START MATERIAL SHOWN

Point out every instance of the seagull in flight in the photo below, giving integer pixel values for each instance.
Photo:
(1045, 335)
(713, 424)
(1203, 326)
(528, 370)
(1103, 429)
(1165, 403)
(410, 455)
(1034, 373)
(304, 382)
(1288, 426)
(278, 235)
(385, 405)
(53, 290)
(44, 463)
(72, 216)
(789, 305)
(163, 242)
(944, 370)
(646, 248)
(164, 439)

END MATERIAL SHOWN

YOUR TASK ->
Rewrite the listing above, changing "seagull" to "gull" and leaving everything else as it is.

SOLUTION BELOW ->
Point out every instance of the gull in flight in the photo below, giving integer pixel values for each instance.
Photo:
(1045, 335)
(713, 424)
(1203, 326)
(528, 370)
(1103, 429)
(1165, 403)
(410, 455)
(1034, 373)
(304, 382)
(1288, 426)
(278, 235)
(385, 405)
(53, 290)
(44, 463)
(72, 216)
(789, 305)
(163, 242)
(944, 370)
(646, 248)
(164, 439)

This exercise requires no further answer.